- Requirements -
Lay out the lines of the items below as a Markdown table with the columns "Row" and "Line", numbering each row and skipping blank lines. Include every item, but leave out the pictures.

Items from a dataset
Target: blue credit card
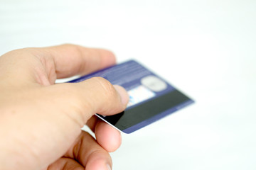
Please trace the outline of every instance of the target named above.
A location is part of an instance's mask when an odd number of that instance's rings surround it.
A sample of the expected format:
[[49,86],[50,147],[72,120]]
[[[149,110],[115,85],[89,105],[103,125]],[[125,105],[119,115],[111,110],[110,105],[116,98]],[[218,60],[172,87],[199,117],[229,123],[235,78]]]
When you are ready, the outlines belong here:
[[131,133],[193,103],[160,76],[138,63],[129,60],[83,76],[76,83],[101,76],[112,84],[123,86],[129,101],[124,111],[100,118],[125,133]]

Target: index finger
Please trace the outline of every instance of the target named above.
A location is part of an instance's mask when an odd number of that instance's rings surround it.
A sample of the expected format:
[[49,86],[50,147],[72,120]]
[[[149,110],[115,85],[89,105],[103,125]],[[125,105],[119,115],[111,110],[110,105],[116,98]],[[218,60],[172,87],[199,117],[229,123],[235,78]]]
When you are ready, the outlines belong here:
[[85,74],[114,64],[114,54],[107,50],[66,44],[43,47],[55,62],[57,78]]
[[85,74],[114,63],[114,54],[103,49],[69,44],[24,48],[0,57],[0,76],[2,79],[11,77],[20,84],[36,80],[41,84],[50,85],[58,78]]

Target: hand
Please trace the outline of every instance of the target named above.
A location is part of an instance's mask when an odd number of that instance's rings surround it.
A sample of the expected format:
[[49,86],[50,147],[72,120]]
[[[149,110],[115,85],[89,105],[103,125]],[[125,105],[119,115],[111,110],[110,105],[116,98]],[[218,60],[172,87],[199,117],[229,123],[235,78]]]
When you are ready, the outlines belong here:
[[[119,132],[94,114],[122,111],[125,90],[103,78],[55,84],[114,64],[105,50],[73,45],[0,57],[0,169],[109,169]],[[81,130],[87,124],[96,140]]]

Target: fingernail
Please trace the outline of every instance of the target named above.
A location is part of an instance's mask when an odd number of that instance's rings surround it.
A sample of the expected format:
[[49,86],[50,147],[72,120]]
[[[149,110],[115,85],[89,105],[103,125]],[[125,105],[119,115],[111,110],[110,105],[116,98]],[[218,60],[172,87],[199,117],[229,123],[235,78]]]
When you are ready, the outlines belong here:
[[107,164],[107,170],[111,170],[111,166],[109,164]]
[[124,88],[118,85],[114,85],[114,87],[120,95],[122,103],[124,105],[127,105],[129,101],[129,96]]

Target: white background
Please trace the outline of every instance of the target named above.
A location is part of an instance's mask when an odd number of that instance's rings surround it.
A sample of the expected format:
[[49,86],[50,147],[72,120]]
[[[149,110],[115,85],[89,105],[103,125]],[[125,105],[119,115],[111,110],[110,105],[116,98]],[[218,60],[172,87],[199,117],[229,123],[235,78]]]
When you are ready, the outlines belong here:
[[256,1],[0,1],[0,55],[67,42],[136,59],[196,101],[124,135],[113,169],[256,169]]

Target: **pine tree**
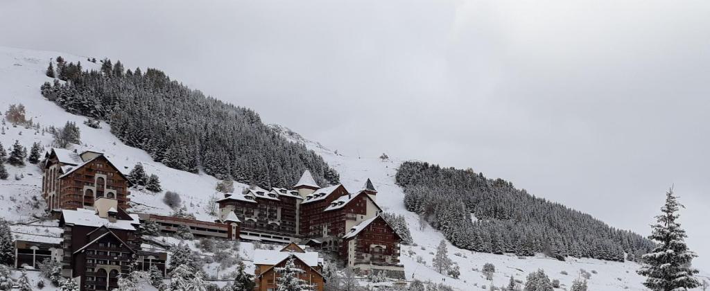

- Written reply -
| Row | Line |
|---|---|
| 1 | Target: blue credit card |
| 2 | Please trace the outline of every instance of the target named above. |
| 3 | A location is part of an instance's mask when an odd number of that instance's rings surround it. |
| 4 | A sample of the expected format: |
| 5 | [[49,86],[50,147],[72,120]] |
| 6 | [[[149,110],[115,85],[89,105],[103,125]],[[125,105],[119,115],[111,110],[110,105],[116,98]],[[218,60],[172,87],[199,117],[229,123],[235,78]]] |
| 7 | When you are ready, the outlines belong here: |
| 8 | [[131,133],[193,103],[160,76],[138,63],[129,60],[83,76],[76,83],[101,76],[112,84],[123,86],[129,101],[124,111],[100,118],[125,133]] |
| 9 | Target: index finger |
| 10 | Please trace the outline of every instance of the target named above. |
| 11 | A location is part of an instance's mask when an odd number of that instance's rings surround it. |
| 12 | A sample of the expected format: |
| 13 | [[49,86],[50,147],[72,120]] |
| 14 | [[[149,110],[115,85],[89,105],[103,125]],[[125,105],[119,115],[111,110],[110,105],[116,98]],[[218,60],[172,87],[199,117],[229,123],[235,78]]] |
| 15 | When you are ready, the outlines belong here: |
| 16 | [[85,74],[114,64],[114,54],[107,50],[66,44],[43,47],[55,62],[57,78]] |
| 17 | [[85,74],[114,63],[114,54],[103,49],[69,44],[24,48],[0,57],[0,76],[2,79],[11,77],[20,84],[36,80],[41,84],[50,85],[58,78]] |
| 18 | Target: hand |
| 19 | Please trace the outline of every instance of the target named above. |
| 20 | A location is part of an instance's mask when an odd number of that instance's rings surround it. |
| 21 | A sample of the expected format: |
| 22 | [[49,86],[50,147],[72,120]] |
| 23 | [[[149,110],[115,85],[89,105],[103,125]],[[125,105],[119,115],[111,110],[110,105],[116,98]],[[218,60],[172,87],[199,117],[229,123],[235,78]]] |
| 24 | When you are ready, the outlines belong here: |
| 25 | [[[119,132],[94,114],[122,111],[125,90],[103,78],[55,84],[114,64],[105,50],[73,45],[0,57],[0,169],[109,169]],[[81,130],[87,124],[96,140]]] |
| 26 | Target: fingernail |
| 27 | Please trace the outline of every instance of the target named above. |
| 28 | A location is part of an instance's mask when an odd number of that instance's rings surround it. |
| 29 | A sample of the expected format: |
| 30 | [[49,86],[50,147],[72,120]] |
| 31 | [[[149,110],[115,85],[89,105],[103,125]],[[125,105],[119,115],[111,110],[110,105],[116,98]],[[218,60],[172,87],[199,117],[229,123],[235,78]]] |
| 32 | When you are ready, the outlines belong here: |
| 33 | [[107,164],[107,170],[111,170],[111,166],[109,164]] |
| 34 | [[124,88],[118,85],[114,85],[114,87],[120,95],[122,103],[124,105],[127,105],[129,101],[129,96]] |
| 35 | Target: white background |
| 36 | Please trace the outline of every instance of the target named above. |
| 37 | A location is part of an instance's mask when an odd number of that instance's rings surround it. |
| 38 | A sample of the expected format: |
| 39 | [[49,86],[50,147],[72,120]] |
| 40 | [[[149,110],[115,85],[89,105],[103,125]],[[125,105],[119,115],[111,110],[110,105],[116,98]],[[218,60],[172,87],[199,117],[229,123],[235,78]]] |
| 41 | When you are ready, the outlines belong here: |
| 42 | [[256,1],[0,1],[0,55],[67,42],[136,59],[196,101],[124,135],[113,169],[256,169]] |
| 43 | Target: **pine tree** |